— Records supplied —
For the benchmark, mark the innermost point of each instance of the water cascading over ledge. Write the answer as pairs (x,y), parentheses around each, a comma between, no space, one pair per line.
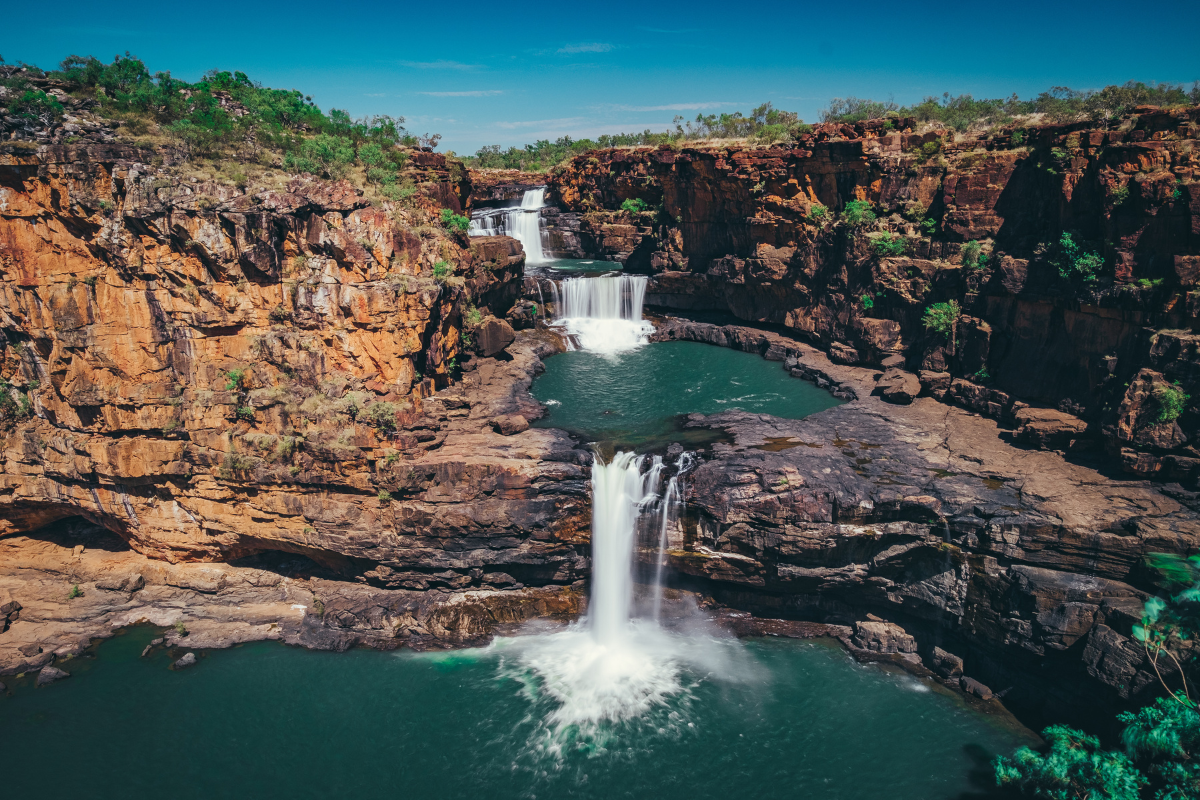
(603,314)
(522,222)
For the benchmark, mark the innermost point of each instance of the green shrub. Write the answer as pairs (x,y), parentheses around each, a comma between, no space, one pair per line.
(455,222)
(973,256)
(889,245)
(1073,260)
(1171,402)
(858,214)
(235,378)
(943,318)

--

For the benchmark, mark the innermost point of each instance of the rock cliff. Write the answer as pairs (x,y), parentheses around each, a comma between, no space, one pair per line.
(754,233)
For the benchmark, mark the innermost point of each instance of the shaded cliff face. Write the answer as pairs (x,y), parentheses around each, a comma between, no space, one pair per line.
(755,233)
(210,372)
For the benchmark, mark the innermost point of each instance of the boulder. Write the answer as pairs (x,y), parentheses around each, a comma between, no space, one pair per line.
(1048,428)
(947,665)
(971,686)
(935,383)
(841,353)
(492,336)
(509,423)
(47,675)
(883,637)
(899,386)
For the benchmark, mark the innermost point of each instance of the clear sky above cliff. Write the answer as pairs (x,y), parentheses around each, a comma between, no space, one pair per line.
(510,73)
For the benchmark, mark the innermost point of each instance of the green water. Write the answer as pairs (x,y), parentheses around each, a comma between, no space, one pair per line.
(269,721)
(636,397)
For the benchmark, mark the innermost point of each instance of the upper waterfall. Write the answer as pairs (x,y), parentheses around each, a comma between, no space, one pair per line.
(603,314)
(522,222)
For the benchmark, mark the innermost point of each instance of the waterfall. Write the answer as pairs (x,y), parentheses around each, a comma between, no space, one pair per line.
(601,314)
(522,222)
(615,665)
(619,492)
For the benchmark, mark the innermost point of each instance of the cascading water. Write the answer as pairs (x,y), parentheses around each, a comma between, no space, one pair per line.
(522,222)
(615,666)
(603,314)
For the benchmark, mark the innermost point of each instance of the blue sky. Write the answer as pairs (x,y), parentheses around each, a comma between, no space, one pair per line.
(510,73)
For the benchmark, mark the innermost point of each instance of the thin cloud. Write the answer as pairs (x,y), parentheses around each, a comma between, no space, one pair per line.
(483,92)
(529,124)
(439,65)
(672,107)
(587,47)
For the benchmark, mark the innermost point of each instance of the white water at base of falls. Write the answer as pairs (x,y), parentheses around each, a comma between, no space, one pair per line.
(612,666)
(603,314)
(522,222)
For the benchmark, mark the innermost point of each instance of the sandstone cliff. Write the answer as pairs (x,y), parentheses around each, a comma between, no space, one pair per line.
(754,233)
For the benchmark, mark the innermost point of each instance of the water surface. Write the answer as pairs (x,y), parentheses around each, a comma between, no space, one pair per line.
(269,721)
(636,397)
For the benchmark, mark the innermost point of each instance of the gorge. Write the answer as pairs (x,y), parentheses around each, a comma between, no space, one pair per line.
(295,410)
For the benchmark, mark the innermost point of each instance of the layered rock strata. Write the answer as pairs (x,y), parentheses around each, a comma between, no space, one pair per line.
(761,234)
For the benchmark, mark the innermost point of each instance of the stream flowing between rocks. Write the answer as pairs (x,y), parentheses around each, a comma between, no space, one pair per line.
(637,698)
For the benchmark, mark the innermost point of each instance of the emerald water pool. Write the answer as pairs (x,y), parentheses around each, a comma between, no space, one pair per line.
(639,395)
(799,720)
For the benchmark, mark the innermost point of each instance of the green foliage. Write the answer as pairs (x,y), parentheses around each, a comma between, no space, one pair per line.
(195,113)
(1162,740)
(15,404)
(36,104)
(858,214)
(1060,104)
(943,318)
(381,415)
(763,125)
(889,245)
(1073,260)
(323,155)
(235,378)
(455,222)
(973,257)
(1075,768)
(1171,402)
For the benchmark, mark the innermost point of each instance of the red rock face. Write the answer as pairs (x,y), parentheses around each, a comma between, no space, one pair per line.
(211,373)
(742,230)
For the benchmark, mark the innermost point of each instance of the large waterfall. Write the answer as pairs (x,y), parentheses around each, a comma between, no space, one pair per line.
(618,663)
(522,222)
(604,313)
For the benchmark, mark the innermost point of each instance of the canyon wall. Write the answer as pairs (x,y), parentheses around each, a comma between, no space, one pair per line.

— Set problem —
Revise the records starting at the line that contains "of the gorge." and ending at the line that contains "of the canyon", changing "innermost" to "central" and keeping everything else the same. Output only those lines.

— In response —
For the benchmark, mark the central point of each instance of the gorge. Write the answer as pairs (x,y), parentheses around each, a comma between, no space, one pair per line.
(295,410)
For the benchmark, mark the central point of each instance of the layered rock strata. Write the answer as pairs (x,y), parentheses around each, a comma between, no space, one pair per line.
(761,234)
For the benchmark, mark the central point of each instance of the stream flowing between rocks. Write the answer as pairs (x,y), parentheses around each, a comma between, no space, one pair per line.
(637,698)
For the benchmark, mark the central point of each instance of the emerald water pool. Write the answer as pairs (x,y), parentheses around each, a comma between, no space, one pair per line.
(639,395)
(799,720)
For the benchmark, mark the central point of each instance of the green foliage. Write the answer as pairs (x,y), parentheses around each, a comma between, no space, one pair per line.
(195,113)
(1162,740)
(15,404)
(36,104)
(858,214)
(1060,104)
(943,318)
(381,415)
(763,125)
(889,245)
(1073,260)
(323,155)
(235,378)
(455,222)
(973,257)
(1075,768)
(1171,402)
For the benchmark, mark the central point of each instance of the red rock face. Write the answer as pairs (x,y), parentheses around each, a comma between, no space, one pair per line.
(211,373)
(742,230)
For the benchmark, mark the central point of each instance of the large waterfall. Write the answer as pairs (x,y), parentheses around each, a comma between, no space, one pair per line.
(618,663)
(522,222)
(604,313)
For the benchmark, mark the central point of each instance of the canyon wall. Write the answer as pairs (x,y), parentheses around each, a comma between, no space, one pair per line.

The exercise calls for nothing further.